§ Extracted material
- - - - -
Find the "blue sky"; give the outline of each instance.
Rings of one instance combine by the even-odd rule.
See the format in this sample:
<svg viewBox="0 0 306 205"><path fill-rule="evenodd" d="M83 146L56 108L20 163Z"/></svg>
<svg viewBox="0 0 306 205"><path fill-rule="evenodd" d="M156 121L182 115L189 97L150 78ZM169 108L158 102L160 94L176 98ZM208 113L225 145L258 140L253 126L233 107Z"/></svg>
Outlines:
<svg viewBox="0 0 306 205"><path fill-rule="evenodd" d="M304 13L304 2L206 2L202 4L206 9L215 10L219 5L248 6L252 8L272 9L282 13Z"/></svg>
- - - - -
§ What this task involves
Reproduce every one of the rows above verbatim, keeping each line unchanged and in its original order.

§ Exercise result
Find the "blue sky"; give the outline of each instance.
Rings of one instance combine by the even-odd rule.
See the format in this sample:
<svg viewBox="0 0 306 205"><path fill-rule="evenodd" d="M83 146L56 108L20 163Z"/></svg>
<svg viewBox="0 0 306 205"><path fill-rule="evenodd" d="M156 121L182 115L189 97L150 78ZM169 108L158 102L160 94L176 98ZM208 113L225 145L258 140L253 126L233 107Z"/></svg>
Outlines:
<svg viewBox="0 0 306 205"><path fill-rule="evenodd" d="M304 13L304 2L206 2L202 4L206 9L215 10L219 5L248 6L252 8L272 9L282 13Z"/></svg>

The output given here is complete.